═══ Provided material

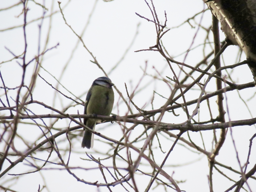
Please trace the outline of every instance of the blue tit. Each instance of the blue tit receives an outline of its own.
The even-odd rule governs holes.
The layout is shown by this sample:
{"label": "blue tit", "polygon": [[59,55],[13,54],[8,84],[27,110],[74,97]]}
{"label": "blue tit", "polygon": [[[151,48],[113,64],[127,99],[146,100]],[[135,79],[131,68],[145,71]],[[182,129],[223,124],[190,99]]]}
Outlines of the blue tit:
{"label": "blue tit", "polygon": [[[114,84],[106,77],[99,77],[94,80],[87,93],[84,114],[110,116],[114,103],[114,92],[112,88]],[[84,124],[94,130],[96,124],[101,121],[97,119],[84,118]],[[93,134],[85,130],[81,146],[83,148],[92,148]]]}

══════

Required task ->
Rewrite the records above with "even-odd" changed to "nonzero" and every other word left as it is. Omit the pictures from your answer.

Exercise result ->
Please trace the outline of every instance of the blue tit. Each instance of the blue tit receives an outline of its own.
The nonzero rule governs holes.
The layout is shown by this sample:
{"label": "blue tit", "polygon": [[59,55],[13,54],[8,84],[27,110],[74,97]]}
{"label": "blue tit", "polygon": [[[151,48],[113,64],[127,99],[146,100]],[[135,79],[131,68],[145,71]],[[182,129],[223,124],[190,99]]]}
Outlines of the blue tit:
{"label": "blue tit", "polygon": [[[114,84],[106,77],[99,77],[94,80],[87,93],[84,114],[110,116],[114,103],[114,92],[112,88]],[[84,124],[94,130],[96,124],[101,121],[97,119],[84,118]],[[93,134],[85,130],[81,146],[83,148],[92,148]]]}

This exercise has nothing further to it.